(Coordinate annotation entries)
◇ ◇ ◇

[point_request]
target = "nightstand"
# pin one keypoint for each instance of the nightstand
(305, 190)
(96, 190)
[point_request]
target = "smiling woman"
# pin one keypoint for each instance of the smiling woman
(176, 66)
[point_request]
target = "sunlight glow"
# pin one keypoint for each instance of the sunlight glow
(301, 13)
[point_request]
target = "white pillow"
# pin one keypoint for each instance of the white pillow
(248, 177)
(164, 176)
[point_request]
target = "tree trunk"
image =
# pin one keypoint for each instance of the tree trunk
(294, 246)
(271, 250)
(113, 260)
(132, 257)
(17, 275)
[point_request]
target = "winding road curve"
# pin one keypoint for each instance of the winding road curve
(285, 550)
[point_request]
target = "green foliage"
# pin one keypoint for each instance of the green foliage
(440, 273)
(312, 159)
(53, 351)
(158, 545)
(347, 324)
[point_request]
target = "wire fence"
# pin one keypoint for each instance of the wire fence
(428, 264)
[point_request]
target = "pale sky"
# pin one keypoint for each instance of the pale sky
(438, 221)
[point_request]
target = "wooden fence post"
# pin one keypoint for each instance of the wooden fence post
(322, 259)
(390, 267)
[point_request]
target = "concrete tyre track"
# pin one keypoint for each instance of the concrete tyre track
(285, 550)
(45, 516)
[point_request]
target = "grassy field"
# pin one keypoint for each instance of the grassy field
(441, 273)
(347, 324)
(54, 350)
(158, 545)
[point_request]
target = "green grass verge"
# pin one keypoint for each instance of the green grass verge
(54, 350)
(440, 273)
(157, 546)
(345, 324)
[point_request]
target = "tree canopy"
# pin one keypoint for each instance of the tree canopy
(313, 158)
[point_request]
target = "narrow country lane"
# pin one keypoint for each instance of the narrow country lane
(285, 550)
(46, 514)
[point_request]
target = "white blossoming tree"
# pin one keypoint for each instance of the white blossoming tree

◇ ◇ ◇

To do
Return each line of the records that contains the word "track".

Worked solution
target = "concrete tyre track"
# pin one keypoint for each instance of the concrete tyre track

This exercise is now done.